TEXT FOR ANALYSIS ::
Acknowledging failures and errors is the first step forward

Small changes can have big impacts: Style guides can help journalists be more accurate and precise about conflicts around the world. Cutting through red tape in bureaucratic processes can expand access to progressive programs without passing new laws. Taking low-level offenders to treatment instead of jail can change the trajectory of a life.

Then again, big changes—like Yazidi women creating a women-only community to rebuild and heal after genocide—can have big impacts, too. This is our roundup of stories about making changes of all sizes for the better.

  • The cost of living is skyrocketing around the country, and wages have failed to keep pace. Paltry wage increases won by labor unions across the country mean little when those dollars don’t go as far as they once did. That is why unions should make affordable housing an organizing priority. Read The American Prospect op-ed. 
  • Journalism shapes the way we understand the world, and accuracy and precision matter. Words like “ethnic”—as in “ethnic tension”—can obscure and mystify what’s really going on in conflicts around the world, so the Global Press Journal banned the word in its style guide. Learn more at Neiman Reports.
  • NGOs are getting better at admitting to failure—making the industry more transparent and encouraging open and honest conversations. For decades, only successes were rewarded by the funders and supporters of NGOs, and failures have been carefully hidden or disguised—making it difficult to create open channels for discussion about what works and what doesn’t. Bright Magazine has the story.
  • Displaced Yazidi women who escaped ISIS violence are building a women-only commune in north-eastern Syria, free from “patriarchy and capitalism.” Read The Guardian report.

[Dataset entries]
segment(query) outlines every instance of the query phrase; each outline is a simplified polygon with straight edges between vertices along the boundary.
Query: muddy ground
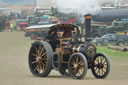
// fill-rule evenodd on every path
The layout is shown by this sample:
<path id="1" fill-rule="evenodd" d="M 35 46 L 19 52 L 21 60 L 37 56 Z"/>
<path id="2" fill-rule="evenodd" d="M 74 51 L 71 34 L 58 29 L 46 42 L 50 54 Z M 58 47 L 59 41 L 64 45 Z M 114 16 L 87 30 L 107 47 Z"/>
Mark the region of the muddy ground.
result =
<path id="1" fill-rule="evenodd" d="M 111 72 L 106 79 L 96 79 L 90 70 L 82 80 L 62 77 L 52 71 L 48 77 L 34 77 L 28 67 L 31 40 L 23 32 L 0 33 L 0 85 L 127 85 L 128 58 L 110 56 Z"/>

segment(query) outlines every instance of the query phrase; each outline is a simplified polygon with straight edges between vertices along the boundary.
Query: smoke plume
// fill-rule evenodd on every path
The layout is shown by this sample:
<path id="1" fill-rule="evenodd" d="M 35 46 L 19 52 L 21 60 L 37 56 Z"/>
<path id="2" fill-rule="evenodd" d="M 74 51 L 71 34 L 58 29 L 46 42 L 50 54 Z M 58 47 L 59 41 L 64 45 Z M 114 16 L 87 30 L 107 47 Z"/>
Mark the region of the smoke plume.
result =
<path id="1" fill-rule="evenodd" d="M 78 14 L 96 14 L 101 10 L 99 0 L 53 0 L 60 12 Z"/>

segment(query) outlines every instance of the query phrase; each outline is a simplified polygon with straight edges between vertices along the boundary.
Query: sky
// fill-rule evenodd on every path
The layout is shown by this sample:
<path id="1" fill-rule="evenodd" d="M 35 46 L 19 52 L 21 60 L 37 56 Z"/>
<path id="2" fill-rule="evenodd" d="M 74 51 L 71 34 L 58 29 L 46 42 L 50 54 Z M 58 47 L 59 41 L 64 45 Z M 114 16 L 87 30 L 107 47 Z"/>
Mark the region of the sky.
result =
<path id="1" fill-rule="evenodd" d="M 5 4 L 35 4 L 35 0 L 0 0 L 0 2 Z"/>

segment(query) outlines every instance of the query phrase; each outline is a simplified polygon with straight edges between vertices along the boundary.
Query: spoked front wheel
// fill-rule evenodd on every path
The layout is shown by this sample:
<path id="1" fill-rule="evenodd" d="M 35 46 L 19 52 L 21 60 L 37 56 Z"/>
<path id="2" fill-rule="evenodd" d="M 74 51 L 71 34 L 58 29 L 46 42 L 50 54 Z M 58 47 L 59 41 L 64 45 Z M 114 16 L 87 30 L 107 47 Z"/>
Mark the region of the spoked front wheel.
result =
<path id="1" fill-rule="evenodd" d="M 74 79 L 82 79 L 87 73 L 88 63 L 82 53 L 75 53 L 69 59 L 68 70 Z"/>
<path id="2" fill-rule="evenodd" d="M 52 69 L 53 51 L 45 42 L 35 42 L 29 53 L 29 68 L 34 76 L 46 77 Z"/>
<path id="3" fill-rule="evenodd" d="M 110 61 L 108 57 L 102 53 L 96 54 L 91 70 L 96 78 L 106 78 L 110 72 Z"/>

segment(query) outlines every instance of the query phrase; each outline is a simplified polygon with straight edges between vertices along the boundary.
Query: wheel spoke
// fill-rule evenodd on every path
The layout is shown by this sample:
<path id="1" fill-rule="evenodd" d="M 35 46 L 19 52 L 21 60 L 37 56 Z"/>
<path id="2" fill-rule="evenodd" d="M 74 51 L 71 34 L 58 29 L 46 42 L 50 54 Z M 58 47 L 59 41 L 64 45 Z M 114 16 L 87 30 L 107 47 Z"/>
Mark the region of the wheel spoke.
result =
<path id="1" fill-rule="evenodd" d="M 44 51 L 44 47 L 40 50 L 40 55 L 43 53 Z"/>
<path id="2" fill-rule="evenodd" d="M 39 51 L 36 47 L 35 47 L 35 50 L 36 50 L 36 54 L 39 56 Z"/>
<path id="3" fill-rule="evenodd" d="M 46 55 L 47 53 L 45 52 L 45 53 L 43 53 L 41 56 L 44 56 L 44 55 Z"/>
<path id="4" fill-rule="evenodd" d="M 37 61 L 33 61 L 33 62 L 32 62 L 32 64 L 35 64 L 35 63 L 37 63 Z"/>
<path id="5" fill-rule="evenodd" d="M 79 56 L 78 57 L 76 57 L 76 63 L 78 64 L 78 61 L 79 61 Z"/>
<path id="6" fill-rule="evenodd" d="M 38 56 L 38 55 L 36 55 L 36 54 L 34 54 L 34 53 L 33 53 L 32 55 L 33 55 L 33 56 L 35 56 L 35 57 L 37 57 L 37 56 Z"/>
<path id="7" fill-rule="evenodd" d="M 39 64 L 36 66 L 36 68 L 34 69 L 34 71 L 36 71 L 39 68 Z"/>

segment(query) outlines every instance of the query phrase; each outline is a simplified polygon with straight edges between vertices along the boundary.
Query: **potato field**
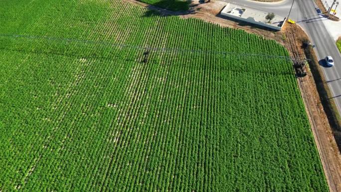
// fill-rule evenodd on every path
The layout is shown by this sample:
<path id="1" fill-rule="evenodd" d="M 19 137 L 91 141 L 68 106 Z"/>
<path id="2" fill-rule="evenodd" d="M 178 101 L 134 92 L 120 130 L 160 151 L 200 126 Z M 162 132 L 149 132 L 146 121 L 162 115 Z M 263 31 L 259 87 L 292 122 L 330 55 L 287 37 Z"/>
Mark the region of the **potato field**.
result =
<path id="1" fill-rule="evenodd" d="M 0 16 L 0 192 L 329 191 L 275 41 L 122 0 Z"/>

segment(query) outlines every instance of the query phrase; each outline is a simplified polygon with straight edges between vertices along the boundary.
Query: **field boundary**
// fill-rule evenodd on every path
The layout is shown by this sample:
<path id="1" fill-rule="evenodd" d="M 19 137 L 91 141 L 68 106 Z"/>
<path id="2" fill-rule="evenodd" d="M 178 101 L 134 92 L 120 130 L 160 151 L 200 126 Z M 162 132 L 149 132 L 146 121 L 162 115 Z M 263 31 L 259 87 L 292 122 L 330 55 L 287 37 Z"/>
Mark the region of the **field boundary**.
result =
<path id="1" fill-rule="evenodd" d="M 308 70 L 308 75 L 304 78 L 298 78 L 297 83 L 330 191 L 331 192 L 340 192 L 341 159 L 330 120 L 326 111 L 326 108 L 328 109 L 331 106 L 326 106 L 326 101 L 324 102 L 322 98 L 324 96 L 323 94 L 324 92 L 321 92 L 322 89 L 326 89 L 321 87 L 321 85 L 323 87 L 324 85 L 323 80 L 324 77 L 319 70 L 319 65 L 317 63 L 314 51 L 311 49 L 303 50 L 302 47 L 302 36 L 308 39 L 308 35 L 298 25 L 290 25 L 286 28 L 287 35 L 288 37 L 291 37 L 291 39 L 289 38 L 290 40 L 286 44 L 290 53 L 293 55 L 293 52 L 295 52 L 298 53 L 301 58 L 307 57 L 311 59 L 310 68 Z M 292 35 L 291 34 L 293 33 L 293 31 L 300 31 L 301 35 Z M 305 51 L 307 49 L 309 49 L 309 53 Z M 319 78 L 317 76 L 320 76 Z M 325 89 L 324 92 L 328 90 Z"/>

WHAT YOU ARE ASKED TO DO ::
For each statement below, answer yes or no on whether it agrees with the roundup of change stories above, and quote the words from the roundup that decide it. 1. The Global Press Journal removed the word "ethnic" from its style guide. 2. Funders and supporters of NGOs have long rewarded failures as well as successes. 3. The Yazidi women's commune is being built in north-western Iraq.

TASK RESPONSE ::
1. Yes: "so the Global Press Journal banned the word in its style guide"
2. No: "For decades, only successes were rewarded by the funders and supporters of NGOs"
3. No: "building a women-only commune in north-eastern Syria"